• Data extracts:
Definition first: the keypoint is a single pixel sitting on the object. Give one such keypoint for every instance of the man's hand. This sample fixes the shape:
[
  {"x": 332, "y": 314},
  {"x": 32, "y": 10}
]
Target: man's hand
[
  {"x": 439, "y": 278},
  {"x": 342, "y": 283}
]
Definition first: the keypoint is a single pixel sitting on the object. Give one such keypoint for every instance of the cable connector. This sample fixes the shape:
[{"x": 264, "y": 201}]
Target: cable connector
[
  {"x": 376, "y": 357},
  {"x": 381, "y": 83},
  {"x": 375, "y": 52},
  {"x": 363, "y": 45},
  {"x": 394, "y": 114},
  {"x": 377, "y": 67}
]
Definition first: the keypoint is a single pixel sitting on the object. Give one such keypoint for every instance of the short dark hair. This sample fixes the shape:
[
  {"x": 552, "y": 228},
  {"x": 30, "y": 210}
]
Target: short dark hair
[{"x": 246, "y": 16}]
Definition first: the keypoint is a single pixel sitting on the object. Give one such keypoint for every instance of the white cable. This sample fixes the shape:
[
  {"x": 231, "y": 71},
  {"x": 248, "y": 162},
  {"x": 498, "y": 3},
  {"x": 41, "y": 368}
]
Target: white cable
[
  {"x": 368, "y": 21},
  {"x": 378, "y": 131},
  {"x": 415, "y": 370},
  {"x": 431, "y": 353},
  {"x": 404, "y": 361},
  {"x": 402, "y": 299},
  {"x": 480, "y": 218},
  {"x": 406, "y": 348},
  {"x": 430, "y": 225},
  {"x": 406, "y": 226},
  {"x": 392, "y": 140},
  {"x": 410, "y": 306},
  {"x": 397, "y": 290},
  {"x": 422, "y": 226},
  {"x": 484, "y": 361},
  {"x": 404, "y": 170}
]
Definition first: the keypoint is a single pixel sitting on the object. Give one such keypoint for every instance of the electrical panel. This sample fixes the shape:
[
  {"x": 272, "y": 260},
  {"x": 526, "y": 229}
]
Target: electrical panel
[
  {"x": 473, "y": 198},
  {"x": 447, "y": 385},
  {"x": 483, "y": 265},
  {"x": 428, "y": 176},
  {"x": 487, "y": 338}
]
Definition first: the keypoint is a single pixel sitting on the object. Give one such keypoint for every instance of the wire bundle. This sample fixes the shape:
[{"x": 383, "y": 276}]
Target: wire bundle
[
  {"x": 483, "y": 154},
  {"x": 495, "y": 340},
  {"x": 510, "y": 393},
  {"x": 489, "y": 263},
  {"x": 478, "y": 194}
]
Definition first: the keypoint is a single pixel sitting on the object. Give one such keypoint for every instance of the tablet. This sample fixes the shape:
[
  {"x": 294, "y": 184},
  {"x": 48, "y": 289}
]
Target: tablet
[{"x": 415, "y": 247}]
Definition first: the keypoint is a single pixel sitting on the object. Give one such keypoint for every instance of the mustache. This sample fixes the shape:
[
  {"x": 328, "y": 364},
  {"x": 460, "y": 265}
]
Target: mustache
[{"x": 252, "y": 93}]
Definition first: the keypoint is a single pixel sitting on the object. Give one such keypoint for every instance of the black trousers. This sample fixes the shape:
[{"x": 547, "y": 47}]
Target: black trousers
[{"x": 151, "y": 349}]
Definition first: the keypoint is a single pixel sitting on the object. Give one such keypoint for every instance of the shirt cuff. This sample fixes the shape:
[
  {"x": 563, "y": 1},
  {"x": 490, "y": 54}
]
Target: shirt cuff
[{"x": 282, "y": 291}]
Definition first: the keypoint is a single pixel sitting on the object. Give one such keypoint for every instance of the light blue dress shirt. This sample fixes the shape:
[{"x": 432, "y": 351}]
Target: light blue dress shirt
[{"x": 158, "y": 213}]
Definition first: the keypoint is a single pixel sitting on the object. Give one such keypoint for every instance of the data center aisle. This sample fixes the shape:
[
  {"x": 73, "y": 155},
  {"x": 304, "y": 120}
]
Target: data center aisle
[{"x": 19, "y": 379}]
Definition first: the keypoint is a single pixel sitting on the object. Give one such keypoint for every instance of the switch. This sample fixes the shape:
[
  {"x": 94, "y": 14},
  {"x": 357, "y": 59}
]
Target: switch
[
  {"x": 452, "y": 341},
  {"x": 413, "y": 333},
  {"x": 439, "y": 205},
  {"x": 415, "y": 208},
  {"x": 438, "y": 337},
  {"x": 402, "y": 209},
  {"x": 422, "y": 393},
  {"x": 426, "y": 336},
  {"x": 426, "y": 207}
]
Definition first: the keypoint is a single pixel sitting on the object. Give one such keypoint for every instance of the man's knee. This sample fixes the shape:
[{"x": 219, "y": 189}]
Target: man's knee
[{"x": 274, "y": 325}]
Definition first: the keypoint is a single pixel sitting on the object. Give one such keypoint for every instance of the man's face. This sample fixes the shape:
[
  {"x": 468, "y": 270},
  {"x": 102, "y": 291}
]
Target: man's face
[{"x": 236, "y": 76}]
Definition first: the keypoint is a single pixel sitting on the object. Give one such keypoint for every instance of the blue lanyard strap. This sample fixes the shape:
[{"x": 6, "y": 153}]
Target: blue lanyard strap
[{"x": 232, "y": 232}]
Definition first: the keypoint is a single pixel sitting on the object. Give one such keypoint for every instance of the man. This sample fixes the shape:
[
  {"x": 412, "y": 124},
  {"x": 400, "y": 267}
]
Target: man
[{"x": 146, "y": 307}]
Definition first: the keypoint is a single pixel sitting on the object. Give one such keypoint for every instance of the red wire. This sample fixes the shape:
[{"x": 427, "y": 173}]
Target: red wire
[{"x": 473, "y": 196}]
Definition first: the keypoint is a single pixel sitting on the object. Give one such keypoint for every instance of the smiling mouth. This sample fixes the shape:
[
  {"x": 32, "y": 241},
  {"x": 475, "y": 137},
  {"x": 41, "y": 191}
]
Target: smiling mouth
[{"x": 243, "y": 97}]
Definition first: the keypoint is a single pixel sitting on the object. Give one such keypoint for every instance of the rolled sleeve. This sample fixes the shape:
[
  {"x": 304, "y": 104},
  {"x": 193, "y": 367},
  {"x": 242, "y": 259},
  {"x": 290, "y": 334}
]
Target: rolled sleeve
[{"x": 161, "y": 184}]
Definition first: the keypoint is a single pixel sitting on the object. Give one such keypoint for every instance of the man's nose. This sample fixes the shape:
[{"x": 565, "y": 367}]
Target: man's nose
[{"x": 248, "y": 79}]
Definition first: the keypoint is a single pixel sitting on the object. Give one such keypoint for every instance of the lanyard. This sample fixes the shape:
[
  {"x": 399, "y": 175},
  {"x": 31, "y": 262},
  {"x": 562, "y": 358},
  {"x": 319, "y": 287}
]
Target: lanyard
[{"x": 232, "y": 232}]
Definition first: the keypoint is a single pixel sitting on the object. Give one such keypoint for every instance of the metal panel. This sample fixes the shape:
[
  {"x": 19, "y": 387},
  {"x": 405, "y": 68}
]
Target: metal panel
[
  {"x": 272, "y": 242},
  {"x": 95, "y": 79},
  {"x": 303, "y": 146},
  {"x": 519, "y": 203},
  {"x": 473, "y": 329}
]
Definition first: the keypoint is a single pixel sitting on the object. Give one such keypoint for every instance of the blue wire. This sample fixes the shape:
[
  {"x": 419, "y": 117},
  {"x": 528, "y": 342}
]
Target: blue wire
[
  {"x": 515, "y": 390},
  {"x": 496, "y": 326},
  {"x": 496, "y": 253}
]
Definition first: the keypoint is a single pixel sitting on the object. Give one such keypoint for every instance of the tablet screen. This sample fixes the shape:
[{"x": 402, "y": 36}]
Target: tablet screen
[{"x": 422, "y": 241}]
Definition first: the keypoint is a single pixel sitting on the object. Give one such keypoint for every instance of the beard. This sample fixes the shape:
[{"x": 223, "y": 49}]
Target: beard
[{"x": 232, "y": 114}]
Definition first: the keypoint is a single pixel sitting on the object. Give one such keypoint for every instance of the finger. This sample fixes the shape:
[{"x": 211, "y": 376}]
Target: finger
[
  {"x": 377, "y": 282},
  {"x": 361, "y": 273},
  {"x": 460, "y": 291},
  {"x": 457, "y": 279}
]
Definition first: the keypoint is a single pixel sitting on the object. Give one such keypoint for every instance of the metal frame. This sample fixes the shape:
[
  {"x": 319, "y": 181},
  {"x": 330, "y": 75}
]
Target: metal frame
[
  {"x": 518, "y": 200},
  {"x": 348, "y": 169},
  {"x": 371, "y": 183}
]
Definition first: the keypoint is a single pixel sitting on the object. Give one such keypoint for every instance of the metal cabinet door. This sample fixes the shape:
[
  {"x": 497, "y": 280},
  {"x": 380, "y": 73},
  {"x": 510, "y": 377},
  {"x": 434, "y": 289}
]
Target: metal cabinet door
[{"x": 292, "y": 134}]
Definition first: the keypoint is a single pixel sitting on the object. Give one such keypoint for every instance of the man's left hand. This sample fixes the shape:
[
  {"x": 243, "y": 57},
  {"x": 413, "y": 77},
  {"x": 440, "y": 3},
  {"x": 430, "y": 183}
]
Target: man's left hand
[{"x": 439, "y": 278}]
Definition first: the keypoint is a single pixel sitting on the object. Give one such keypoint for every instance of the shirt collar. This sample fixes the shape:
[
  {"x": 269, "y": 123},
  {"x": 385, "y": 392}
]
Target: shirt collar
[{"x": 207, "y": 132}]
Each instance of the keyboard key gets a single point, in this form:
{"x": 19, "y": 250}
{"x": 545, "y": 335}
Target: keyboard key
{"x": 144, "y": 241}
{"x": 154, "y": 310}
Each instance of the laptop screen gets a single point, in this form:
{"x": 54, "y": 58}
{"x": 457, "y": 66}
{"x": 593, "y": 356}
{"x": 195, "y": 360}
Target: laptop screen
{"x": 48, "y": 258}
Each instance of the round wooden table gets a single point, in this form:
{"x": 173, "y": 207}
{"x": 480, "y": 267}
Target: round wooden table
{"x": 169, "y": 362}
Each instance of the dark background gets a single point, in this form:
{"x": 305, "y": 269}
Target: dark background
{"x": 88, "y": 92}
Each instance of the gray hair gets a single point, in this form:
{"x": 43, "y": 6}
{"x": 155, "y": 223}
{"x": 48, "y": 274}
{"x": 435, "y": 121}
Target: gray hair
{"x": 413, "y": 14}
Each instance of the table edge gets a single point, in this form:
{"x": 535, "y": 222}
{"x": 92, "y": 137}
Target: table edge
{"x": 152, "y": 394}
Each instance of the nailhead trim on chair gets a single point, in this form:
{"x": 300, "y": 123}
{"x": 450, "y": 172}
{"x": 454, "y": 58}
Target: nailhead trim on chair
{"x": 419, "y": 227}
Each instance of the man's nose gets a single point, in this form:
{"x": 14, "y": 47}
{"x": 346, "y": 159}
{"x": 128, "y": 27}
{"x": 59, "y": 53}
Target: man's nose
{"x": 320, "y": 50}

• What you are asked to do:
Lines with "gets" in them are what the answer must contain; copy each from the records above.

• Answer below:
Each instance of the keyboard key gets a single point, in this form:
Each instance of the laptop screen gets a single point, in this form:
Each instance of the round wooden table gets a single point, in this form:
Each instance of the dark background gets a single point, in this form:
Each instance of the gray hair gets a single point, in this form:
Each instance of the table edge gets a single point, in this form:
Each instance of the nailhead trim on chair gets a single point, in this form:
Each instance of the man's nose gets a single point, in this form:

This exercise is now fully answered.